ENUNCIADO: Retoma el texto sobre el capitalismo y los límites del crecimiento justo después de la frase que menciona a Robert Malthus, y continúa su argumentación.

TEXTO PROPORCIONADO:
——————————
Los hechos han desautorizado a estos visionarios.

La apuesta por la libertad se ha revelado altamente rentable. Salvo los sectarios más rabiosos, pocos niegan a la economía de mercado su contribución a la reducción del hambre y la pobreza, a la prolongación de la esperanza de vida o a la erradicación del analfabetismo.

No obstante, persiste una última reticencia.

Todas estas proezas las ha conseguido el capitalismo a base de crecimiento. ¿Es posible seguir progresando sin someter los recursos a una presión insoportable? «Nuestro modelo económico y nuestro sistema planetario están en guerra», asegura Naomi Klein en Esto lo cambia todo.

El razonamiento sigue siendo el mismo de Robert Malthus.
——————————
CONJUNTO DE DATOS:
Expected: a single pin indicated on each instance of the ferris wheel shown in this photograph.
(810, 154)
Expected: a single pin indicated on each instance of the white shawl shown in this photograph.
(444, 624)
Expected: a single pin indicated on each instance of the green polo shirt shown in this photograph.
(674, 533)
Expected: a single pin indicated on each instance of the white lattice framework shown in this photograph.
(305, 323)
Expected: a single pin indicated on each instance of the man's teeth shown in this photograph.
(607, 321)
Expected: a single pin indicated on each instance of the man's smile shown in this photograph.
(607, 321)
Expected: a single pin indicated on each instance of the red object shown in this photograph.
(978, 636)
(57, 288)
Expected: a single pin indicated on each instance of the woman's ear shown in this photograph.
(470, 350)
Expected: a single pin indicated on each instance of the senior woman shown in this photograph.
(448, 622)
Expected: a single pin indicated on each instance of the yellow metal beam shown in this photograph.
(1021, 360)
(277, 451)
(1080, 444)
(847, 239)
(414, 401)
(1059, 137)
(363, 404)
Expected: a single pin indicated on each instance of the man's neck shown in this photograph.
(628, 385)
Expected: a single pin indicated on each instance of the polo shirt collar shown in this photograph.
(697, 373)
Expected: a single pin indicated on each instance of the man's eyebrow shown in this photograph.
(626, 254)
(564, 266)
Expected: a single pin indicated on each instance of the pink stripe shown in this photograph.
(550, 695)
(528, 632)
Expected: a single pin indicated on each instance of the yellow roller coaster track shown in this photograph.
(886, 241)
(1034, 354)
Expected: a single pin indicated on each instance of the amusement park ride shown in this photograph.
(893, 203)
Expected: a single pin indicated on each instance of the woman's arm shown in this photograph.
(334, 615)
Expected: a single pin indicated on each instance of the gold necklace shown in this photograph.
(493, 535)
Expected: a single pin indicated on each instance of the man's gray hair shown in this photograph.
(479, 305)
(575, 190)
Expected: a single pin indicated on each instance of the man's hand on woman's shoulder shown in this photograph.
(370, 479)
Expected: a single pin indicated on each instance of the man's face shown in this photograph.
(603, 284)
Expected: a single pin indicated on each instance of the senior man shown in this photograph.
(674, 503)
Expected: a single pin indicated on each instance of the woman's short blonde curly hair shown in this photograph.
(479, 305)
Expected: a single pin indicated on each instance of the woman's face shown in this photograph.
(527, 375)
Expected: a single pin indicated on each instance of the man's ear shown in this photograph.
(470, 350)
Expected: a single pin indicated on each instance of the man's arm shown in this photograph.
——————————
EJERCICIO RESUELTO:
«Durante siglos», explica Calum Chace, «Inglaterra osciló entre los dos y los seis millones de habitantes. Cuando la paz coincidía con una buena cosecha, la cifra se ampliaba, para contraerse nuevamente cuando la imposibilidad de sustentar a la creciente población la sumía en la hambruna». Malthus arguyó que estos ciclos de abundancia y escasez eran ineludibles, porque «los medios de subsistencia aumentan en una progresión aritmética», mientras la población lo hace «en una geométrica».

Maltusianos después de Malthus

Las revoluciones industrial y verde han terminado con este fatal patrón, pero no con los maltusianos.

Uno de ellos es el entomólogo Paul Ehrlich, que lleva alertando desde los años 60 de la catástrofe que causará la explotación de los recursos. En una famosa apuesta, el economista Julian Simon le propuso lo siguiente: «Escoja los recursos que quiera y cualquier plazo superior a un año. Si su precio sube, usted gana y, si baja, gano yo». Ehrlich eligió cinco (cobre, cromo, níquel, estaño y wolframio) y los cinco bajaron.

A pesar de ello, Ehrlich insiste en contar a sus alumnos de Stanford que el fin se acerca.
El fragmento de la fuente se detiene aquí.